A Electrónica Como Alternativa
2015-03-10
Texto: Carlos A Henriques
As primeiras experiências de captação e transmissão à distância de imagens foram baseadas, fundamentalmente, em sistemas electromecânicos, os quais a partir de determinadas exigências de qualidade deixaram de dar a necessária resposta. É aqui que os sistemas 100% electrónicos passam a dar largas à sua natural vocação, até porque à sua espera estava um potencial de desenvolvimento jamais imaginado pelos mais optimistas envolvidos, então, nos vários projectos de concepção vária e de origem múltipla.
É assim que o russo Vladimir Zworykin, emigrante nos Estados Unidos da América, pondo em prática um projecto que abandonara em 1923 acabou por inventar o primeiro dispositivo conversor luz/corrente eléctrica de alto rendimento, que o mesmo é dizer, um tubo de captação de imagem, tendo o mesmo recebido o nome de baptismo de “Iconoscópio” e equipado as primitivas câmaras totalmente electrónicas.

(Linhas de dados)
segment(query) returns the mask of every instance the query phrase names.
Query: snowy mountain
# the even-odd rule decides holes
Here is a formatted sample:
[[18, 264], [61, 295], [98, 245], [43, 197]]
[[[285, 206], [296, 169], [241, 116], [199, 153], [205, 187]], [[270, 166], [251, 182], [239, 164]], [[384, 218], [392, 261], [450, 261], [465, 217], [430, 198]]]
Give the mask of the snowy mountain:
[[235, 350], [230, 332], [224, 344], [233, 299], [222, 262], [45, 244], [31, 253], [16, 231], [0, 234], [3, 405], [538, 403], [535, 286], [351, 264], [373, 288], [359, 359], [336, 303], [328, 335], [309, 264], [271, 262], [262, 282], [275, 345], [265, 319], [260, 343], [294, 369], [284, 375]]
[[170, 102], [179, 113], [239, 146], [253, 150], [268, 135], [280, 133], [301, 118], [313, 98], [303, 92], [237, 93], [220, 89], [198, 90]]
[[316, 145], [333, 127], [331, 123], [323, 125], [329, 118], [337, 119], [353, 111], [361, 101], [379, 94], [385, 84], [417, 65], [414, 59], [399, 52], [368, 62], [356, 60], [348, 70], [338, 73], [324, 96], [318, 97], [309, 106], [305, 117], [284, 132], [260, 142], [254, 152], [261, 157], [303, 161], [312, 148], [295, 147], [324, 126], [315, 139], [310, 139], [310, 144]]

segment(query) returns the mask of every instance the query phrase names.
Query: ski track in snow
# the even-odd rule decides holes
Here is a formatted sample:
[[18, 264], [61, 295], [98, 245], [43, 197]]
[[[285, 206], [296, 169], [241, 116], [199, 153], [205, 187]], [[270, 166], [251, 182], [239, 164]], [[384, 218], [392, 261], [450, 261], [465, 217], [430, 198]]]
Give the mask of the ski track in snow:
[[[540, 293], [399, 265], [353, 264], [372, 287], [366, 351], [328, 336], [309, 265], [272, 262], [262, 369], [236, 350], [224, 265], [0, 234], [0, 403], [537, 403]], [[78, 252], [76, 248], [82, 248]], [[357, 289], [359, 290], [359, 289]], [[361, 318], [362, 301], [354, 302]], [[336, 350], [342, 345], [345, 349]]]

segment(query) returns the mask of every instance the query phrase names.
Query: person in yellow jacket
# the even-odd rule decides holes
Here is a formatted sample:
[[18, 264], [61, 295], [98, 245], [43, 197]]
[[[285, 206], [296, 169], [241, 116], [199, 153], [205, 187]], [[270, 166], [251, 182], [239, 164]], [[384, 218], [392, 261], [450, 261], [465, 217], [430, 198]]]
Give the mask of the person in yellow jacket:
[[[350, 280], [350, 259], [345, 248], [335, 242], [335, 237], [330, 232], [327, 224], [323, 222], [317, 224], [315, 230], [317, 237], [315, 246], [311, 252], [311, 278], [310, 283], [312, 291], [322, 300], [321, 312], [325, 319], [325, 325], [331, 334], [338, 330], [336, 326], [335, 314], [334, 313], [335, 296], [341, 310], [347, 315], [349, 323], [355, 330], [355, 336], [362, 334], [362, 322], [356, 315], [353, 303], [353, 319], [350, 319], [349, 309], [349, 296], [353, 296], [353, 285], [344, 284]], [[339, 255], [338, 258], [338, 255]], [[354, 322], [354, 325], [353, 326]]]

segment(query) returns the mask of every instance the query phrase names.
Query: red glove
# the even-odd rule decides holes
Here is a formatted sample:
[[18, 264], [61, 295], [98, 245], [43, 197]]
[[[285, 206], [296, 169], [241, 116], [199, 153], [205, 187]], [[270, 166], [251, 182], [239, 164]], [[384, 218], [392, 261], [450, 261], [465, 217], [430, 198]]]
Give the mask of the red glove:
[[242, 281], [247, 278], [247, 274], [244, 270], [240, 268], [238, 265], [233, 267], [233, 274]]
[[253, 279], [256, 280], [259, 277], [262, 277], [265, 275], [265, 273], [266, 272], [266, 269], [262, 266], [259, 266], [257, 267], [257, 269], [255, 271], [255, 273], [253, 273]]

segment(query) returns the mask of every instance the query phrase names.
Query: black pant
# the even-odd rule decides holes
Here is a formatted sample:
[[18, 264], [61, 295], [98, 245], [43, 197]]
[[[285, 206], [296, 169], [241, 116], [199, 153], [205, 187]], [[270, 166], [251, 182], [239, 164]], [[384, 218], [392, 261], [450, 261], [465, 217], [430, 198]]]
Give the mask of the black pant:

**Instruções:**
1 > Segundo o excerto do documento, que nome recebeu o tubo de captação de imagem inventado por Vladimir Zworykin?
2 > Traduza para inglês a seguinte frase do excerto do documento: "As primeiras experiências de captação e transmissão à distância de imagens foram baseadas, fundamentalmente, em sistemas electromecânicos, os quais a partir de determinadas exigências de qualidade deixaram de dar a necessária resposta."
3 > Indique, para cada afirmação, se está de acordo com o excerto do documento, citando as palavras do texto que o decidem: (a) Vladimir Zworykin tinha abandonado o seu projecto em 1923. (b) Os sistemas electromecânicos responderam a todas as exigências de qualidade. (c) O Iconoscópio equipou as primitivas câmaras totalmente electrónicas.

**Respostas:**
1 > Recebeu o nome de "Iconoscópio".

2 > The first experiments in capturing and transmitting images at a distance were based, fundamentally, on electromechanical systems, which, beyond certain quality requirements, ceased to provide the necessary response.

3 >
(a) Sim: "pondo em prática um projecto que abandonara em 1923".
(b) Não: "a partir de determinadas exigências de qualidade deixaram de dar a necessária resposta".
(c) Sim: "equipado as primitivas câmaras totalmente electrónicas".